Short task. Express the records from the line containing "of the reflection" through the end of the records as a two-column CSV with the columns text and answer. Give one row for each record, with its text and its answer each in one quoted field and any line breaks replaced by spaces.

Data extract.
····················
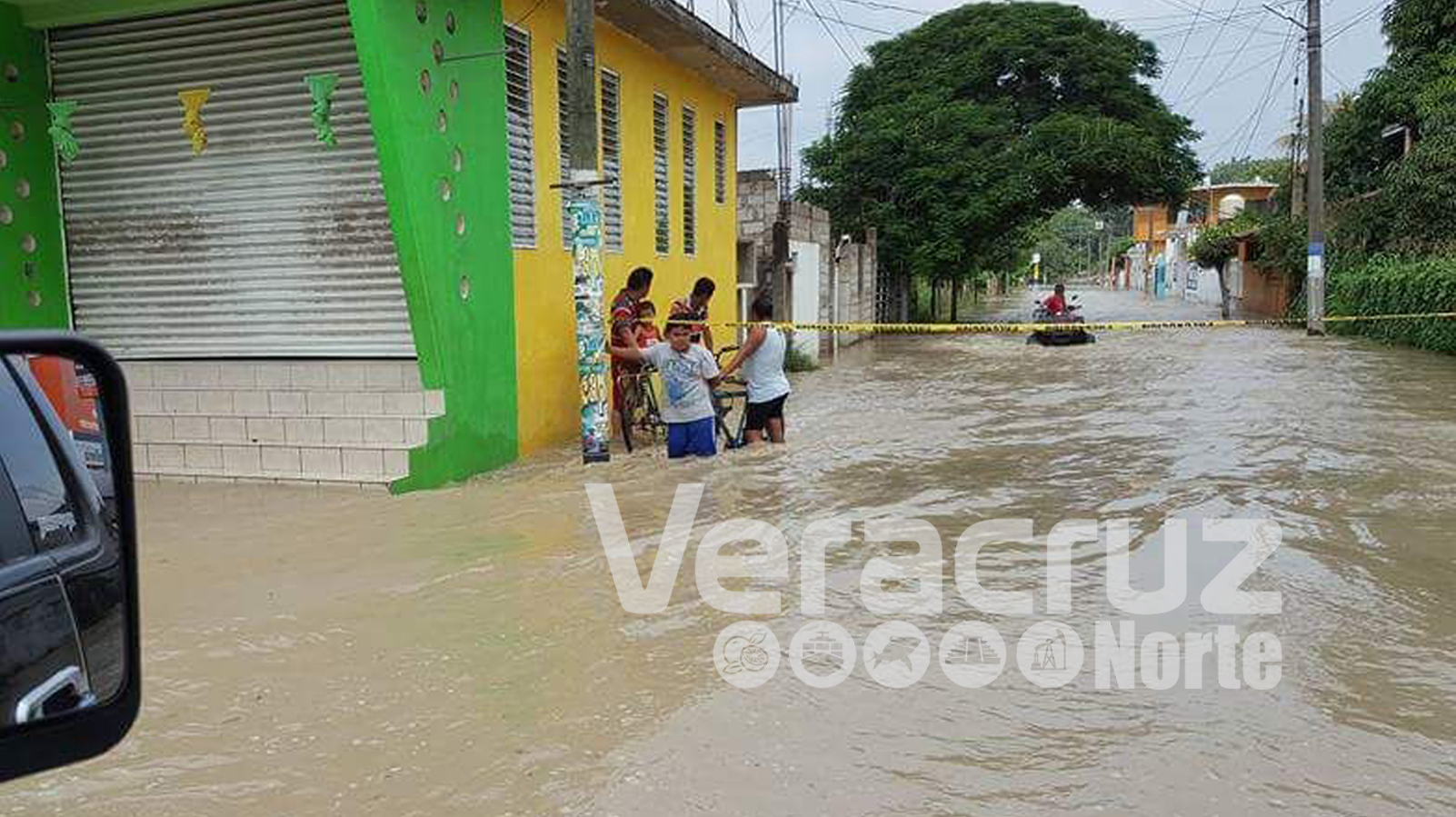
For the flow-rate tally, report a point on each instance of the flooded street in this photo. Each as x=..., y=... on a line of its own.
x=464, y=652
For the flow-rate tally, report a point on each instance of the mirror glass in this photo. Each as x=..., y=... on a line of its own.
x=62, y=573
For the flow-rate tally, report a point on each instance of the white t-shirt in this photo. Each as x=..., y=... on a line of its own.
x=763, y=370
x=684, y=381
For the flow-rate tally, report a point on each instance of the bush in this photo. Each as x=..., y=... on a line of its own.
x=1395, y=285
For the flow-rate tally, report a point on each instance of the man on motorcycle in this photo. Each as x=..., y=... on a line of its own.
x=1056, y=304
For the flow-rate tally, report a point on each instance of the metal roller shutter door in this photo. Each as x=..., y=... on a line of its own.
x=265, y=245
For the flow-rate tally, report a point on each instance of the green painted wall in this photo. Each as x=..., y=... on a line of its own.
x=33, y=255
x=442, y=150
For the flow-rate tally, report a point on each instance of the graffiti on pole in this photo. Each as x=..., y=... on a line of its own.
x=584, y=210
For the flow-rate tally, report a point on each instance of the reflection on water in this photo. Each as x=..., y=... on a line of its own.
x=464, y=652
····················
Full response.
text,answer
"For the flow-rate tally, report a point on each instance of the reflection on water in this photo. Each as x=..., y=... on a line of its own.","x=464, y=652"